-- Information follows --
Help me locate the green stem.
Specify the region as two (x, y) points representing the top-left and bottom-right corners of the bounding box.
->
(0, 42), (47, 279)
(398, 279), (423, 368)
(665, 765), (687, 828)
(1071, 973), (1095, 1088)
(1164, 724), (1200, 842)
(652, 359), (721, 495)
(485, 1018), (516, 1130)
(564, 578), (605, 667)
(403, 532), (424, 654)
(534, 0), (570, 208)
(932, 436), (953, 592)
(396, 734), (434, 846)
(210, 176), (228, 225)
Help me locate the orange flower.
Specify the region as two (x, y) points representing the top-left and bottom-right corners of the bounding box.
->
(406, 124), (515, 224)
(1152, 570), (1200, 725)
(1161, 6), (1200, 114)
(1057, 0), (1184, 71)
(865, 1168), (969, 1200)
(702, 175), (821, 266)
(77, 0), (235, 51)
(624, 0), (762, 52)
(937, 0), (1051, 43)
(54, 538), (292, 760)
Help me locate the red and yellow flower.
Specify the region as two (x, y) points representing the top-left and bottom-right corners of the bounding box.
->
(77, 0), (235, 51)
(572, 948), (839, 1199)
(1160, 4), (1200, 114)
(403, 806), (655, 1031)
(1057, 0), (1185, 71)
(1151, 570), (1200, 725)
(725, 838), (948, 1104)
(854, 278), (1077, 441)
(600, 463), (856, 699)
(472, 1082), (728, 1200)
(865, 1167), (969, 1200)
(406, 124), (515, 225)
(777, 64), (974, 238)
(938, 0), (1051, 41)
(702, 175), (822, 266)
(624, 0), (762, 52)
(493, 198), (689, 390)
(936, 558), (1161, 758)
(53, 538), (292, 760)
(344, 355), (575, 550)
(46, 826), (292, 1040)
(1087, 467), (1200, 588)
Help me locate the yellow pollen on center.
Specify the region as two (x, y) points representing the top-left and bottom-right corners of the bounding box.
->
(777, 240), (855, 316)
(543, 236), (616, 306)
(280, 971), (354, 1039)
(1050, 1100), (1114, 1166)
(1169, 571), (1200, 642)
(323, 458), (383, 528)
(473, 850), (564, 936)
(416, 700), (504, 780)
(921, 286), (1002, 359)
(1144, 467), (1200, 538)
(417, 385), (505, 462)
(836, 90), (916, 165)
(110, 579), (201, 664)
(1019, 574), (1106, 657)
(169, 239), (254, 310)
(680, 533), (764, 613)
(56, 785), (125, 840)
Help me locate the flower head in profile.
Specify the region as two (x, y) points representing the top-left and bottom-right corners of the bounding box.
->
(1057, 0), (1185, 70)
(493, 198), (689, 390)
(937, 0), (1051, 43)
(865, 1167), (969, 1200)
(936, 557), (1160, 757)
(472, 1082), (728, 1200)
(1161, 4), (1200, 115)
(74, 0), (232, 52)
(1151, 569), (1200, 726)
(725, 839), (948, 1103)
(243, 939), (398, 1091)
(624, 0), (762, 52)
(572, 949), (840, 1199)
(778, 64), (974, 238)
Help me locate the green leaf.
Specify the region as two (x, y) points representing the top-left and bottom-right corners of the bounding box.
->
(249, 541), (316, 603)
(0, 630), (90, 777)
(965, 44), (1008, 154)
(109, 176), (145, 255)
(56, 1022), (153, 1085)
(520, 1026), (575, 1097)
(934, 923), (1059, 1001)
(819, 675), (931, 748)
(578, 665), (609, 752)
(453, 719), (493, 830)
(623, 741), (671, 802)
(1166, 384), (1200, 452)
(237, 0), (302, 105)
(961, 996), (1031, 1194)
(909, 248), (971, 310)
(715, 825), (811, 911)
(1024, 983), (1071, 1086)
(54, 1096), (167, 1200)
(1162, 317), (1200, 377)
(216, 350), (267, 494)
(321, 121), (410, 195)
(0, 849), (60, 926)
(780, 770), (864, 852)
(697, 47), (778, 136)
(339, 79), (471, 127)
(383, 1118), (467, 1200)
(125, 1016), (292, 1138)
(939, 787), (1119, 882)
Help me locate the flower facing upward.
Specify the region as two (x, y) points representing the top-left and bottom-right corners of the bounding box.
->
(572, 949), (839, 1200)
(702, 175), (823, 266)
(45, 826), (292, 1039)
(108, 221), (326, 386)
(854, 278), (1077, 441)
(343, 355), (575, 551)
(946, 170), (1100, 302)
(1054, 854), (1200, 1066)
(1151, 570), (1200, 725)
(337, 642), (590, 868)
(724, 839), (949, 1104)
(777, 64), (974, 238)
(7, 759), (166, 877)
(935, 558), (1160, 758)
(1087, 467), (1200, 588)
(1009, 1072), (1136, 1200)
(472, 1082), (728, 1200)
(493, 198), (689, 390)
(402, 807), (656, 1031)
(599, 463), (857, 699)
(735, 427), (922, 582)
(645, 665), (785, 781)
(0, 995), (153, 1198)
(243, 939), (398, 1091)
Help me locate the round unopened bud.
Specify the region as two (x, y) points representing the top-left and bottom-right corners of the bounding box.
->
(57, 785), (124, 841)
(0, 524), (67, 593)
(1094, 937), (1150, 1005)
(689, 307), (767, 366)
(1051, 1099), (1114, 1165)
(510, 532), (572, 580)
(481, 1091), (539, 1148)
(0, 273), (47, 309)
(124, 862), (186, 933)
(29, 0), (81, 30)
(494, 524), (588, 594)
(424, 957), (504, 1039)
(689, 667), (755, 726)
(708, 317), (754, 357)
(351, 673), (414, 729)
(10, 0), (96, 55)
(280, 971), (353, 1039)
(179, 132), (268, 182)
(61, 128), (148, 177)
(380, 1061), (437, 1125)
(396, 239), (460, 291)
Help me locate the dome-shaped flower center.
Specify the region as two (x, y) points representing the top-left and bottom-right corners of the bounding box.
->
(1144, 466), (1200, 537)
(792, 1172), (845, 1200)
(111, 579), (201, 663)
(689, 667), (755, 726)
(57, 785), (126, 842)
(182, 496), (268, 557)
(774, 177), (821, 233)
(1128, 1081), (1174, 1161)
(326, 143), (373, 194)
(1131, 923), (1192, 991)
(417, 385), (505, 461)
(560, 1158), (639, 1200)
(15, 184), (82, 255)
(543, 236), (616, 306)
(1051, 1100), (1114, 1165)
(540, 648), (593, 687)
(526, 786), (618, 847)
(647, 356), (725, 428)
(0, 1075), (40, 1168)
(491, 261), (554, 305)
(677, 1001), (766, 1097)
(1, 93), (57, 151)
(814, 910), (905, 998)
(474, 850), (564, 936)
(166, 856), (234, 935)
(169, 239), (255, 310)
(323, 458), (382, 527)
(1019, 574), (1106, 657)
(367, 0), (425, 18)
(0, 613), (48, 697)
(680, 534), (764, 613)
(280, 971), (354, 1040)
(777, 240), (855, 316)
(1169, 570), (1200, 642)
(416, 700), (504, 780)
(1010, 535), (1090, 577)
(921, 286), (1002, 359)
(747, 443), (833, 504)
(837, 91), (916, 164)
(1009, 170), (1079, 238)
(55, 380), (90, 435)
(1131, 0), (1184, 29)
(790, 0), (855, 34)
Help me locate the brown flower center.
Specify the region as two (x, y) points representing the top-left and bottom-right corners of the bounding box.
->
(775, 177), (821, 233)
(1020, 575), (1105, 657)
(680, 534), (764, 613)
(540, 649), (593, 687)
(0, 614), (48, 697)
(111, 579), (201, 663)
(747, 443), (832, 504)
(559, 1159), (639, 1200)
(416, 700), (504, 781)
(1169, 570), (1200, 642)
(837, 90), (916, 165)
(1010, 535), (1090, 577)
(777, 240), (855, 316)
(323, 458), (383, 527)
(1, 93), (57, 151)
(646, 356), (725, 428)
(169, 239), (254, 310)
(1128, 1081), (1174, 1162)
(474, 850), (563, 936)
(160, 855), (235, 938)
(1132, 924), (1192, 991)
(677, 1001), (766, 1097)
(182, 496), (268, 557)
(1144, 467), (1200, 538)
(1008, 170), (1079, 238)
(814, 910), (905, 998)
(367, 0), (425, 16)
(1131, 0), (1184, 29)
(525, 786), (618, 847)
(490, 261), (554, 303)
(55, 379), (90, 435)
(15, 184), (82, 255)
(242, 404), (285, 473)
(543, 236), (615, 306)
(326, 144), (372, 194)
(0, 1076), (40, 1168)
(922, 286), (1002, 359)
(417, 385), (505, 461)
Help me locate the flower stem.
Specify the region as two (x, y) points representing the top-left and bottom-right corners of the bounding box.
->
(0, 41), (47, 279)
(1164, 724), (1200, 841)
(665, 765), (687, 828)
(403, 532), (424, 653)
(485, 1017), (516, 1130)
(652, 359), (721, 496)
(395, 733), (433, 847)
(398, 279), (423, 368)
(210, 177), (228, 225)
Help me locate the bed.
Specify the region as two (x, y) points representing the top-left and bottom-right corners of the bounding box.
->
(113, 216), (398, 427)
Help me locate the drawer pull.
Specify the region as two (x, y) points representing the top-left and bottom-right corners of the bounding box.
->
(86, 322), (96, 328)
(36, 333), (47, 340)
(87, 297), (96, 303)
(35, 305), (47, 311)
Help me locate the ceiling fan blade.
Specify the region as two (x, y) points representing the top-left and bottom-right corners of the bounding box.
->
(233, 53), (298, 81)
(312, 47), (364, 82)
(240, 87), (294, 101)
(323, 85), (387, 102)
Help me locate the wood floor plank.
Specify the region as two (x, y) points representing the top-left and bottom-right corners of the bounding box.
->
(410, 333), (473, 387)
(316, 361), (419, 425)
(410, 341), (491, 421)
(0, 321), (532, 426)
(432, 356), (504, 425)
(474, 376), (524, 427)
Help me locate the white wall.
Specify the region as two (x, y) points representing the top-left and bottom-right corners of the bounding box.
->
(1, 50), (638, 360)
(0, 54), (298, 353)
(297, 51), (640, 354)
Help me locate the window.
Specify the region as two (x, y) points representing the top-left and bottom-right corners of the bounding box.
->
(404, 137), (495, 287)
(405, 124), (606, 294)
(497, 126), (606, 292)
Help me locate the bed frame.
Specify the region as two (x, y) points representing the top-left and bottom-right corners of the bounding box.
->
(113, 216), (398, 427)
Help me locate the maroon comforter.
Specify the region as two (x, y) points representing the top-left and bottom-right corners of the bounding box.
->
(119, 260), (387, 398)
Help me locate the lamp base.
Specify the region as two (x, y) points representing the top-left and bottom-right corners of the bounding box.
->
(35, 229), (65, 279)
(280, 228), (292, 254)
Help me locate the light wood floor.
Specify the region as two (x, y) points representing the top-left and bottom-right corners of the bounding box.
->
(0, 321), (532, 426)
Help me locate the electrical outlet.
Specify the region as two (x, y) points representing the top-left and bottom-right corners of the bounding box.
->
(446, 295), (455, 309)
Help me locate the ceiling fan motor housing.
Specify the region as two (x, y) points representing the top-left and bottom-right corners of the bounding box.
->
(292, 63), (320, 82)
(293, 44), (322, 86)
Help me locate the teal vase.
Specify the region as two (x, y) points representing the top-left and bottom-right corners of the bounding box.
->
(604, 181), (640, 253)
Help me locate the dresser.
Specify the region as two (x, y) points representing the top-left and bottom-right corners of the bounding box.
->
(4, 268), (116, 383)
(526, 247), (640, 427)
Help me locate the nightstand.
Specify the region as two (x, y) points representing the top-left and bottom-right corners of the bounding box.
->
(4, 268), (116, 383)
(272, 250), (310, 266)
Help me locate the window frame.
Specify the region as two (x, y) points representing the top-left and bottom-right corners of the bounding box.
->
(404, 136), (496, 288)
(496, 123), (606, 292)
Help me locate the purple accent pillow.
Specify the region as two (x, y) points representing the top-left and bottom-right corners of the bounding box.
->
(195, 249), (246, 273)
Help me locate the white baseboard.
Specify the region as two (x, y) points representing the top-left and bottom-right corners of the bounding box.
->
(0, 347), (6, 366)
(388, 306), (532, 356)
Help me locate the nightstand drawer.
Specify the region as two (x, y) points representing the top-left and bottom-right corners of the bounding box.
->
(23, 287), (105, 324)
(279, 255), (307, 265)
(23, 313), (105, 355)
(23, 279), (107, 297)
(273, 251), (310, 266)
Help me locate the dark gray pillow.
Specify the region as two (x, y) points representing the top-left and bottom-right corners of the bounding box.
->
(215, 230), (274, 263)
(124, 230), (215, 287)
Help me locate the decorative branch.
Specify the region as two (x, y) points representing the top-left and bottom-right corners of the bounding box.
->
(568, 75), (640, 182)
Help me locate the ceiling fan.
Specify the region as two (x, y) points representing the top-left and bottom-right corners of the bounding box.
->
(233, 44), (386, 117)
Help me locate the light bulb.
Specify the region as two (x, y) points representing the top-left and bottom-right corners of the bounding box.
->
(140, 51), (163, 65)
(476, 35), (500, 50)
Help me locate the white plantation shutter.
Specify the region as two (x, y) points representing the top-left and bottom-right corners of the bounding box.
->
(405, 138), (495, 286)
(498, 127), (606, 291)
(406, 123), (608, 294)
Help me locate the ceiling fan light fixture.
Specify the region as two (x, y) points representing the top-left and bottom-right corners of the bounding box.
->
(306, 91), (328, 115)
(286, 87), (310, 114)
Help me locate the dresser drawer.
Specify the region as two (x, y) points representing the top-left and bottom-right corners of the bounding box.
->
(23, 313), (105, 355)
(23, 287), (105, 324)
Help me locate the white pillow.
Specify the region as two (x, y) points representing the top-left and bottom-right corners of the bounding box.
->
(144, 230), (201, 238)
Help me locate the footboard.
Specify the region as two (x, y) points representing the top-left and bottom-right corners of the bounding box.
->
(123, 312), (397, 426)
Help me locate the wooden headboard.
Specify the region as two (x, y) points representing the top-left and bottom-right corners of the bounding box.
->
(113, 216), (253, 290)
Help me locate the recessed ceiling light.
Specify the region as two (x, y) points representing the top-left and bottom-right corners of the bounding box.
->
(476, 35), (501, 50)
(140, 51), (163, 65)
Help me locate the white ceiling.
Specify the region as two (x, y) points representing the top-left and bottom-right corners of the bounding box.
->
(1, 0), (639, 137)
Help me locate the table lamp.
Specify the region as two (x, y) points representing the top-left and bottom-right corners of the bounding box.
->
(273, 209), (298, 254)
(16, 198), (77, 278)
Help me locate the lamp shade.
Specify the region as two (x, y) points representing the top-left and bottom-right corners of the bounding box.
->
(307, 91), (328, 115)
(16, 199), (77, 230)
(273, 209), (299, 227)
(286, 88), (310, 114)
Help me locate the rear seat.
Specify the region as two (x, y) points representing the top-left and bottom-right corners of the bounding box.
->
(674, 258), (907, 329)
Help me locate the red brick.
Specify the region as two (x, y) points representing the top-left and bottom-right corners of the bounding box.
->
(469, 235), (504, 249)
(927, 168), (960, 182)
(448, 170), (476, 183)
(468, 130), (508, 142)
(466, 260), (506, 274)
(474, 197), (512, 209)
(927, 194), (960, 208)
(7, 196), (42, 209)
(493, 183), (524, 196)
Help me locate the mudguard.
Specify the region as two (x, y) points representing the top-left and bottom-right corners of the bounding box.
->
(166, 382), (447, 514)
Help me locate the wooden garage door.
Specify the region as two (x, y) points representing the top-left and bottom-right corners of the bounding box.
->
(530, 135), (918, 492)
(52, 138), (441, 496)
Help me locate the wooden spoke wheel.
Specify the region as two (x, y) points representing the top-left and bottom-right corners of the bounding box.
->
-- Information concluded --
What the task requires
For this exercise, repeat exactly the lines of the data above from the one with "Help me locate the white plantation shutter." down to the one with "Help me locate the footboard.", both end lines included.

Exercise solution
Help me locate the white plantation shutter.
Specify the region as two (x, y) points representing the top-left and bottom-right corners of the bounding box.
->
(405, 138), (495, 286)
(498, 127), (606, 291)
(406, 123), (608, 294)
Help me locate the ceiling fan light fixture.
Specify the region as two (x, y) points representing the top-left and bottom-right corners of the bounding box.
->
(306, 91), (328, 115)
(286, 87), (310, 114)
Help me locate the dresser drawer.
Specify the region as two (x, y) points representing the top-left and bottom-right corners of the bounding box.
->
(23, 313), (105, 355)
(23, 287), (105, 324)
Help me locate the white pillow.
Specify the region as two (x, y) points representing the top-left and bottom-right corners of the bounding box.
->
(144, 230), (201, 238)
Help me locate the footboard.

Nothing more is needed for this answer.